*** Opening of MATERIAL FOR THIS EXERCISE ***

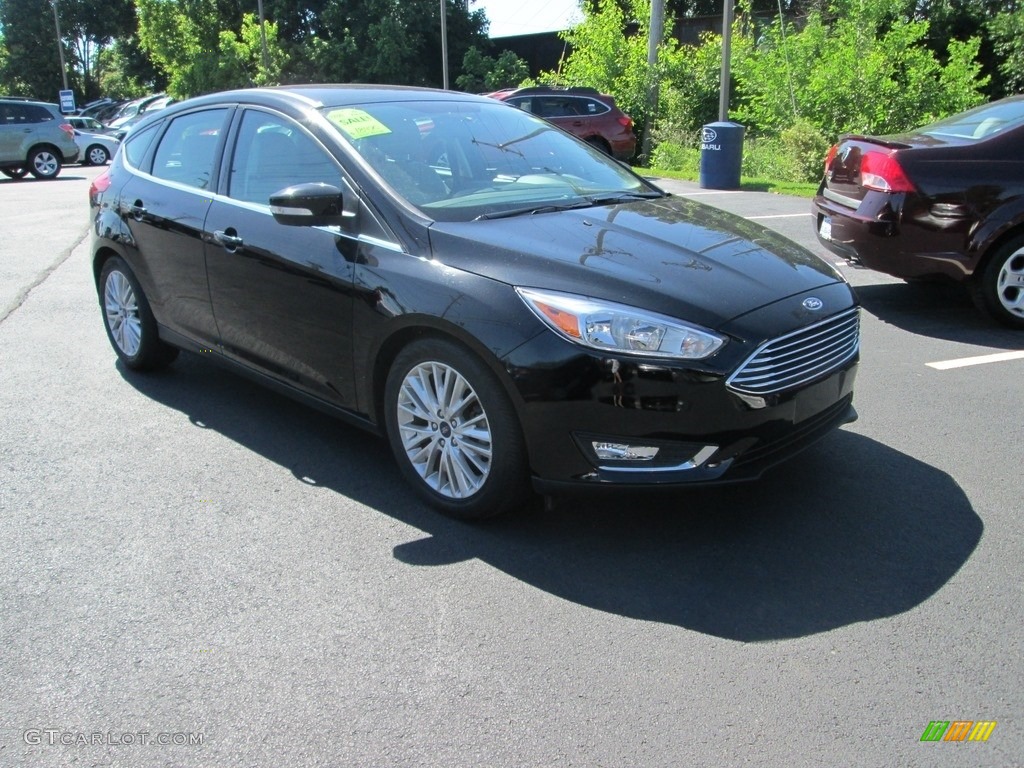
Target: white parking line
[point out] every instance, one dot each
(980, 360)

*** Close of MATERIAL FOR THIS EXERCISE ***
*** Opening of MATERIAL FOR THIS EXERCISE ***

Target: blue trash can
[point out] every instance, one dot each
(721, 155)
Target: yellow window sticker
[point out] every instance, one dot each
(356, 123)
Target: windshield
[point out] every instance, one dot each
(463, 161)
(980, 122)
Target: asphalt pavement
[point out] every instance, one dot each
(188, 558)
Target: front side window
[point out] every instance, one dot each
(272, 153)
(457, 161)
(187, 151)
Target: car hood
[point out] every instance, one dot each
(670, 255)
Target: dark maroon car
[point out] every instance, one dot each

*** Close of MATERIAL FOR THIS EXERCISE ***
*** Opening of MATERIAL FOR THIS EXERCISE ***

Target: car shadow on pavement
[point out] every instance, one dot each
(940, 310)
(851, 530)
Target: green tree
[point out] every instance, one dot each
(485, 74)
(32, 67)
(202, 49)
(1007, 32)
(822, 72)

*** Close of MATERIAL FOR THIS EXERCISE ***

# WHAT YOU NEED TO DO
Look through the data above and report every line in which "pavement" appears.

# TASK OUTPUT
Target: asphalt pavement
Target: car shadow on pavement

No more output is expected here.